Work to be completed - Across the listing below, count the lines containing "hands". Answer with that number only.

Data supplied -

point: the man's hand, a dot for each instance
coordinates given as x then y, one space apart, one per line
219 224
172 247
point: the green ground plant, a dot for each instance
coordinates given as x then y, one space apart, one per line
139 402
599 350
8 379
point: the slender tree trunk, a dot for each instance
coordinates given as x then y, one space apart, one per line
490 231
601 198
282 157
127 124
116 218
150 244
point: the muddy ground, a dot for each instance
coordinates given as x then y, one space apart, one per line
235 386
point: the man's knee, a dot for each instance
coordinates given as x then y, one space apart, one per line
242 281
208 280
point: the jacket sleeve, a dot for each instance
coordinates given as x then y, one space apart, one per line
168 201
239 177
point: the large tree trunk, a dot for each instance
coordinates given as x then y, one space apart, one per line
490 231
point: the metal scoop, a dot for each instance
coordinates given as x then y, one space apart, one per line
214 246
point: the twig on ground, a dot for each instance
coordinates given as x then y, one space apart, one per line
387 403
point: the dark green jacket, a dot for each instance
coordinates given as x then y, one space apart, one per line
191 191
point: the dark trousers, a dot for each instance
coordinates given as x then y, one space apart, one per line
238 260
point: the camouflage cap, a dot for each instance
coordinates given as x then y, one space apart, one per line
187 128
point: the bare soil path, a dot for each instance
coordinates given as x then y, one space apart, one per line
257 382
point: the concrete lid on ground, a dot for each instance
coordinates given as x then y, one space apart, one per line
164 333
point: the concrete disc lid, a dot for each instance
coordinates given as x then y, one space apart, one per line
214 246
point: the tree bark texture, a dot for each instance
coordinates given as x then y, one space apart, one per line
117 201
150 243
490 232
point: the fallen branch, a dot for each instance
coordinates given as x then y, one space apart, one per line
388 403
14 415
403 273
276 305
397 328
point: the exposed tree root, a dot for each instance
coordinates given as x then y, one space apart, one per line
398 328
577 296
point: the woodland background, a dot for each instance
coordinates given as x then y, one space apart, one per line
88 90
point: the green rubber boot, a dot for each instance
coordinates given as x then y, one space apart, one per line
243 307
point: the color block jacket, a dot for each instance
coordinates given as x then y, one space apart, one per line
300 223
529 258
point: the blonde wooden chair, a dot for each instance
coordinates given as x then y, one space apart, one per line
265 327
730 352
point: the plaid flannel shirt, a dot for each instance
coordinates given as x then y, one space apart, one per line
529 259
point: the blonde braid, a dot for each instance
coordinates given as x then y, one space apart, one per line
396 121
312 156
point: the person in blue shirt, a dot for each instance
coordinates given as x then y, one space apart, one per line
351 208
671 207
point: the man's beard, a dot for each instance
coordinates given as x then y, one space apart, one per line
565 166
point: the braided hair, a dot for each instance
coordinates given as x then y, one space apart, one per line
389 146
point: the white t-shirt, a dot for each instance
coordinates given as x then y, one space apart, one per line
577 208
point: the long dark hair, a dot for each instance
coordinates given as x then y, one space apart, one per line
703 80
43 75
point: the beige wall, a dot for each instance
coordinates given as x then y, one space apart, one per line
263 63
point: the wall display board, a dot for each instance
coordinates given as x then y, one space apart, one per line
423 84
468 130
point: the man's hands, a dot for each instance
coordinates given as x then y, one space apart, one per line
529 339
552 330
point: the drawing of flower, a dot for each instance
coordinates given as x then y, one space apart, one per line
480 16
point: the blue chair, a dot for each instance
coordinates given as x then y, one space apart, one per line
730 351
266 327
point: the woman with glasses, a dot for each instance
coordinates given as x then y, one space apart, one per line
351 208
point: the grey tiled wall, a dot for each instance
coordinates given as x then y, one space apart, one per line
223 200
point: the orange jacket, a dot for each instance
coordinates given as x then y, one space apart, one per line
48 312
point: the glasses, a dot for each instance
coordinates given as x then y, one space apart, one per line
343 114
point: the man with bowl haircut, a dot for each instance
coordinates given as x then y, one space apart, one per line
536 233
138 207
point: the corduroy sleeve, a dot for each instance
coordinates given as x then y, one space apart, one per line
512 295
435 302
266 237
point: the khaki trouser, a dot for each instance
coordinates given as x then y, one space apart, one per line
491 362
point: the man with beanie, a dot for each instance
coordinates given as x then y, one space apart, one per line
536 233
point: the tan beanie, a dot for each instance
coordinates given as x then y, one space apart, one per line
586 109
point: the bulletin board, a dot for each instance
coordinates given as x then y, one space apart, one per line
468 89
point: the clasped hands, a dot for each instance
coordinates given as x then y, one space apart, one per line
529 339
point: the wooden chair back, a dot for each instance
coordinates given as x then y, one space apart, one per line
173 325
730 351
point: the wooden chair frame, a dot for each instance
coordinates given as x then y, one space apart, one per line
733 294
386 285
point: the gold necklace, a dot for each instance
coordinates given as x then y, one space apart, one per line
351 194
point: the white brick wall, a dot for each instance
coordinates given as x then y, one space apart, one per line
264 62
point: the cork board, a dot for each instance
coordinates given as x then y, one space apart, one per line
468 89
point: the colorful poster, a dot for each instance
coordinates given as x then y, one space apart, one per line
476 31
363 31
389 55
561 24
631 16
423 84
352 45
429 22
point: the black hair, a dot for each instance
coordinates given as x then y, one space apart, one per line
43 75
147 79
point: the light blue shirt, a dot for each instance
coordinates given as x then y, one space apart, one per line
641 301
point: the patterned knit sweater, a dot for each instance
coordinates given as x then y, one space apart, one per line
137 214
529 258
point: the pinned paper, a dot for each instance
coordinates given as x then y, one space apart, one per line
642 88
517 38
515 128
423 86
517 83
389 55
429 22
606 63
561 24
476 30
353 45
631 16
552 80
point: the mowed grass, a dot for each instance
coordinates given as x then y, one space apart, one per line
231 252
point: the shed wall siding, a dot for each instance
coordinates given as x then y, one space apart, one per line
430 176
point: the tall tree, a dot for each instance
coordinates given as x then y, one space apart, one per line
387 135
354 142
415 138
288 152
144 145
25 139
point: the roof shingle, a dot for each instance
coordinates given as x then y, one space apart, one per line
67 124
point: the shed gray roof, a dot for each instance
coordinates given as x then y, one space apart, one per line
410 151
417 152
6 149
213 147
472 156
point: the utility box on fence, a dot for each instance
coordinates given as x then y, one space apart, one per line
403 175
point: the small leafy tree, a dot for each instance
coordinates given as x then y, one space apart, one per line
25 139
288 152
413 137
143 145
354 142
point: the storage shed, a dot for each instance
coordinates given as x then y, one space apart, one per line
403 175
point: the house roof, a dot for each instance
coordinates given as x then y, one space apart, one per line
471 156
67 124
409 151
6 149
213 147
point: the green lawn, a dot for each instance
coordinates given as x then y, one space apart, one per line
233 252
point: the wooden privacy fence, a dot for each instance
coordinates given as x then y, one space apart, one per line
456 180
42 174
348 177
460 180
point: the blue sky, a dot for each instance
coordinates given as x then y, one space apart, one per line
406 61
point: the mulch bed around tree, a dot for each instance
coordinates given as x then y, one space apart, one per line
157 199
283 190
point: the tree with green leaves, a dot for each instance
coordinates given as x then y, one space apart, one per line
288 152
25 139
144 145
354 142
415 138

Task answer - 2